Please write out exactly the lines that begin at the line containing "in blue puffy" and run to the end of the records.
[START]
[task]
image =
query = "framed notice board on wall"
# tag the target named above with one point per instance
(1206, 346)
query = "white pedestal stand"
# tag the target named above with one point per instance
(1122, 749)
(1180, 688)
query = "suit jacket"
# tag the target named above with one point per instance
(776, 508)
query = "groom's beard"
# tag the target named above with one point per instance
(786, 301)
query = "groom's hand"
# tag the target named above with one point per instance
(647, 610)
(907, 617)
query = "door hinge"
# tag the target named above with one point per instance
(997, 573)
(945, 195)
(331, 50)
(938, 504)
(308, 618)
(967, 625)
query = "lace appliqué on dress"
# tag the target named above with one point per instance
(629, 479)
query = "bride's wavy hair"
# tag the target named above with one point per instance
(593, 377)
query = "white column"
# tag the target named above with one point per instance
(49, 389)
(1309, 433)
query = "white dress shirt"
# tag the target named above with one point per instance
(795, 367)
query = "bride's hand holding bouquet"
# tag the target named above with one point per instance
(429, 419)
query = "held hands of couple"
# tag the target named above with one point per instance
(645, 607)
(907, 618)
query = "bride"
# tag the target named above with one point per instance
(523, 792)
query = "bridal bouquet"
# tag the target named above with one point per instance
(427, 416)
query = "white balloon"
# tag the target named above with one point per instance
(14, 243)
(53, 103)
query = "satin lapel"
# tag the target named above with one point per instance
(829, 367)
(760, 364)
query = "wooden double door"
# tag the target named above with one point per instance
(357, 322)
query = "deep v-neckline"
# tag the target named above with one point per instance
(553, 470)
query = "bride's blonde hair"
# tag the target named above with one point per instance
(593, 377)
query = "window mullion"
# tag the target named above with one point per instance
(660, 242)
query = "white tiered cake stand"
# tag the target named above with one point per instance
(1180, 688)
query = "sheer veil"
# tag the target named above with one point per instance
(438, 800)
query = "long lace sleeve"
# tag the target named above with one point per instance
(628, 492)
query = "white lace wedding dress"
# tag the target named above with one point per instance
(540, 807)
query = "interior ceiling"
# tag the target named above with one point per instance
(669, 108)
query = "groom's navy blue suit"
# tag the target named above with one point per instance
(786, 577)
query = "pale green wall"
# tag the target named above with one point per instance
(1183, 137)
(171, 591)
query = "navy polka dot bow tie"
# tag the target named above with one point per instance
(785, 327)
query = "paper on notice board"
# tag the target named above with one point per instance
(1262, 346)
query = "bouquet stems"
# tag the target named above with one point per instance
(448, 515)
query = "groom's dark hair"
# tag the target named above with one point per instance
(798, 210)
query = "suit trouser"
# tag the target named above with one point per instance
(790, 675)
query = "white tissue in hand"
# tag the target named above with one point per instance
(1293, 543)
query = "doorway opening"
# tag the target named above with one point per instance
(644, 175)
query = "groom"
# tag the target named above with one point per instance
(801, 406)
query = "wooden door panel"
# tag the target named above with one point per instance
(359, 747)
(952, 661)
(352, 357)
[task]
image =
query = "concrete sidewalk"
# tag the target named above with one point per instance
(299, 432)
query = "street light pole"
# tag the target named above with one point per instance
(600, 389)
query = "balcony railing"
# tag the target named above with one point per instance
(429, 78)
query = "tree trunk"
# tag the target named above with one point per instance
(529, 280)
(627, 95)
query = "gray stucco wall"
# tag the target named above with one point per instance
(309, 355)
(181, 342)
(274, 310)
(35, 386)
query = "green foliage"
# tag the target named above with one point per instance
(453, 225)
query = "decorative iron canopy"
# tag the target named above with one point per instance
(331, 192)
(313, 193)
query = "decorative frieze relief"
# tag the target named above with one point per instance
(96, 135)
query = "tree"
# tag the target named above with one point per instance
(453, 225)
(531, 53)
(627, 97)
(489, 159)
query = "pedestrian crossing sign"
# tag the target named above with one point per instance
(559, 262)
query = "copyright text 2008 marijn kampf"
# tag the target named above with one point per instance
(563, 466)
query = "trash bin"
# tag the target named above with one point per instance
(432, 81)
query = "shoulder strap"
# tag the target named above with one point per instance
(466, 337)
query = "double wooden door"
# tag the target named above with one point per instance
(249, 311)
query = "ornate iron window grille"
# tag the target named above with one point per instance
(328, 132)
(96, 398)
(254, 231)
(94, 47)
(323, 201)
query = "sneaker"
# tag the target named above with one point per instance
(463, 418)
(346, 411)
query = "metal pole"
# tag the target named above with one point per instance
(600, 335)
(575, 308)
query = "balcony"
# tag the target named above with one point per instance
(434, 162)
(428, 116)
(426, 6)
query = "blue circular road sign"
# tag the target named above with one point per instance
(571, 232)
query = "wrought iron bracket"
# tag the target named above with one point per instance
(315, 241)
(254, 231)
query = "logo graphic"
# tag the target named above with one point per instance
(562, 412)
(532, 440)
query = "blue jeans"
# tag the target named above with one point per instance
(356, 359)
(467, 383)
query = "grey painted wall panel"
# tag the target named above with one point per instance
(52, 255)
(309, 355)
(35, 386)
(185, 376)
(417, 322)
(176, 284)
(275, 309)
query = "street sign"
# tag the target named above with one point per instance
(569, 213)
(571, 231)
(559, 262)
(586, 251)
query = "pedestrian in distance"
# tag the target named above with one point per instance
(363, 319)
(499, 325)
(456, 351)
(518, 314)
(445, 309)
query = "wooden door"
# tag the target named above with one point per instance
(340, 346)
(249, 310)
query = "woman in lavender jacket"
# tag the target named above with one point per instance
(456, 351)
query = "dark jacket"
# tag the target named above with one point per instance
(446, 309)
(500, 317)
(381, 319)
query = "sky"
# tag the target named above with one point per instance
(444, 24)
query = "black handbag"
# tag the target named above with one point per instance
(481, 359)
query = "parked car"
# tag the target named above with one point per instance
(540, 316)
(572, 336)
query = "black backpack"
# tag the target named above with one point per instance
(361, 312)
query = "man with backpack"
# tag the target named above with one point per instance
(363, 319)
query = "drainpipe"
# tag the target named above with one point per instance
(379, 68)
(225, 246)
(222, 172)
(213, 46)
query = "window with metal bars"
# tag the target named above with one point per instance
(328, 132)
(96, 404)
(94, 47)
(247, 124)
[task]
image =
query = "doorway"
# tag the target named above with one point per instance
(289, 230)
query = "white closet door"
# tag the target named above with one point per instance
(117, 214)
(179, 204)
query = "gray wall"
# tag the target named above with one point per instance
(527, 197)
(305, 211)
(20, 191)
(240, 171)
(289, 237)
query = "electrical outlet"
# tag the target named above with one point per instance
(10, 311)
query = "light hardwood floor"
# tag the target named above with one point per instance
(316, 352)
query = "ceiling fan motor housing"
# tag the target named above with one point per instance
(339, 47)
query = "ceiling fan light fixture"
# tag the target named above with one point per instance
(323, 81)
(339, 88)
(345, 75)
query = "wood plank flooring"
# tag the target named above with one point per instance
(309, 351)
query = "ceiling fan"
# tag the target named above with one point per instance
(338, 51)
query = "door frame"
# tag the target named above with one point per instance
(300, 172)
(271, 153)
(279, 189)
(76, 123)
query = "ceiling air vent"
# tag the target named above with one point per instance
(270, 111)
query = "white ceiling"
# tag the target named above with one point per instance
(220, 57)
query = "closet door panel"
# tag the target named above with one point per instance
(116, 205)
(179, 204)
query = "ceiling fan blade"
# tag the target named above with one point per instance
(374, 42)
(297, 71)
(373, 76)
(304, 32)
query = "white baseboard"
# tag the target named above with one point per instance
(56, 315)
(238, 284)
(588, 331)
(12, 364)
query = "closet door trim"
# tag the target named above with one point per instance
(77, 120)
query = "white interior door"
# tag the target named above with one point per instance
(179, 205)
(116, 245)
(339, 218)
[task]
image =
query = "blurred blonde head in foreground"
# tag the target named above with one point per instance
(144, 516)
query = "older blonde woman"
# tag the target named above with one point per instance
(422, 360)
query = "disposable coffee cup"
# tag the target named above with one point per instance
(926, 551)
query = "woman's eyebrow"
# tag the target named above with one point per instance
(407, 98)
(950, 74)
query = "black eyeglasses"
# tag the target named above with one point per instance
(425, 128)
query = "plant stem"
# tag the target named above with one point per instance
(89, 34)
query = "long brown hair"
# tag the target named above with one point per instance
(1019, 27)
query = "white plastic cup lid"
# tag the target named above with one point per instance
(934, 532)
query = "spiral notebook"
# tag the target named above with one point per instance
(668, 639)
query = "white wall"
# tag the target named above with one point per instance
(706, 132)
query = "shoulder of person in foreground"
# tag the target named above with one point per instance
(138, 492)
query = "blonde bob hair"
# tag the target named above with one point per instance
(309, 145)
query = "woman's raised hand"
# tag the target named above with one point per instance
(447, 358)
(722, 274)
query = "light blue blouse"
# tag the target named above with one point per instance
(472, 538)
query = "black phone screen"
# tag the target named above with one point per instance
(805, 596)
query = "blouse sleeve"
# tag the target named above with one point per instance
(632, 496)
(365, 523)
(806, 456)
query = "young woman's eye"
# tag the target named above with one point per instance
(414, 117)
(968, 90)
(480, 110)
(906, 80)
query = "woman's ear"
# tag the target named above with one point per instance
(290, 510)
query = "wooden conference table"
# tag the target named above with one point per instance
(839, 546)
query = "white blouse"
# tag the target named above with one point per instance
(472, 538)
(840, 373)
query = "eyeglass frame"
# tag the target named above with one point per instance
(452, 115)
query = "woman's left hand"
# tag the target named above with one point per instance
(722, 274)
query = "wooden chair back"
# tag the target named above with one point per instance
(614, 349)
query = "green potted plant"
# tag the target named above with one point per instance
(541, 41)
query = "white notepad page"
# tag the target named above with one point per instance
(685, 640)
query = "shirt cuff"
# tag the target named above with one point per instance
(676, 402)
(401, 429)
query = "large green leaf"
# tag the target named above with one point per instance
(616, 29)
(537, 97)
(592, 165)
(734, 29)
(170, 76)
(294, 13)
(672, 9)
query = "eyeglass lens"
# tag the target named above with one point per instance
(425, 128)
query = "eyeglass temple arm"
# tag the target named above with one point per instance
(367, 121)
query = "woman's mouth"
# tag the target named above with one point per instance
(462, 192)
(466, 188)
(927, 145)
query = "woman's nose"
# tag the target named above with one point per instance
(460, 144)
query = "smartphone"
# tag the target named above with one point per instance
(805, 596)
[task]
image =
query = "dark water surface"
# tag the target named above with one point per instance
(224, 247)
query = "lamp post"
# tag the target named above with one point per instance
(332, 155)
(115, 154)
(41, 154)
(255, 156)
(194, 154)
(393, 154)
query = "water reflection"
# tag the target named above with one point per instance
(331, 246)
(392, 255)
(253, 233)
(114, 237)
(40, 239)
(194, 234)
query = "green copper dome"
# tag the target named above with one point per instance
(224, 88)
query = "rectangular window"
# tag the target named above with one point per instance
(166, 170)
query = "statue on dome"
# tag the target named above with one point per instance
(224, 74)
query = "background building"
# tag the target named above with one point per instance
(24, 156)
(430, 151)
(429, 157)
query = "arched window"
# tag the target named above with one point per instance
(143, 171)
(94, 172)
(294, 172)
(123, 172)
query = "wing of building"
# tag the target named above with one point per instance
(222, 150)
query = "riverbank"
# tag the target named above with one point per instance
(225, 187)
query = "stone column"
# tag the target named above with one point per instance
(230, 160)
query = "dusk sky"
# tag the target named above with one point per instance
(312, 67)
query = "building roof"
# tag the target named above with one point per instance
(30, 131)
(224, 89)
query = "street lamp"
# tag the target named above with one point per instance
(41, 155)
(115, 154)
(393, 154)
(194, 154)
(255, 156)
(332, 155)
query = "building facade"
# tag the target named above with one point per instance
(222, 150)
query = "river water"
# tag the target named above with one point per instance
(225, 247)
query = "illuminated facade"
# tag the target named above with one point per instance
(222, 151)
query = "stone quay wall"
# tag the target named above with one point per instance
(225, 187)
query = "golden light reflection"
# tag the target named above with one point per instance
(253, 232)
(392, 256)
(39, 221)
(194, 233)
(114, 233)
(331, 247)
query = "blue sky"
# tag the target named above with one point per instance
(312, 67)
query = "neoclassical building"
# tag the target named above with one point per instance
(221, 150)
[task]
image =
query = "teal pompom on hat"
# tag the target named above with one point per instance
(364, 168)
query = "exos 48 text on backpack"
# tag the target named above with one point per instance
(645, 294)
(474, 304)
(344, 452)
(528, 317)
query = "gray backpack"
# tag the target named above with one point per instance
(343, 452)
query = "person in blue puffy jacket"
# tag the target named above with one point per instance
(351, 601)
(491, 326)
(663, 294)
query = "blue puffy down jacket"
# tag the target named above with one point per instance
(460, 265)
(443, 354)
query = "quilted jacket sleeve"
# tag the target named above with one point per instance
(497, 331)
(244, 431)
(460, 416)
[END]
:: EXERCISE ANSWER ::
query = "person in blue puffy jacket"
# tag the target named above with one point per instance
(351, 601)
(491, 326)
(663, 294)
query = "blue puffy down jacket"
# tag the target named above with one point per instance
(460, 265)
(443, 354)
query = "quilted jacket sleeve"
# tag the target named above with one point per instance
(497, 331)
(244, 431)
(460, 416)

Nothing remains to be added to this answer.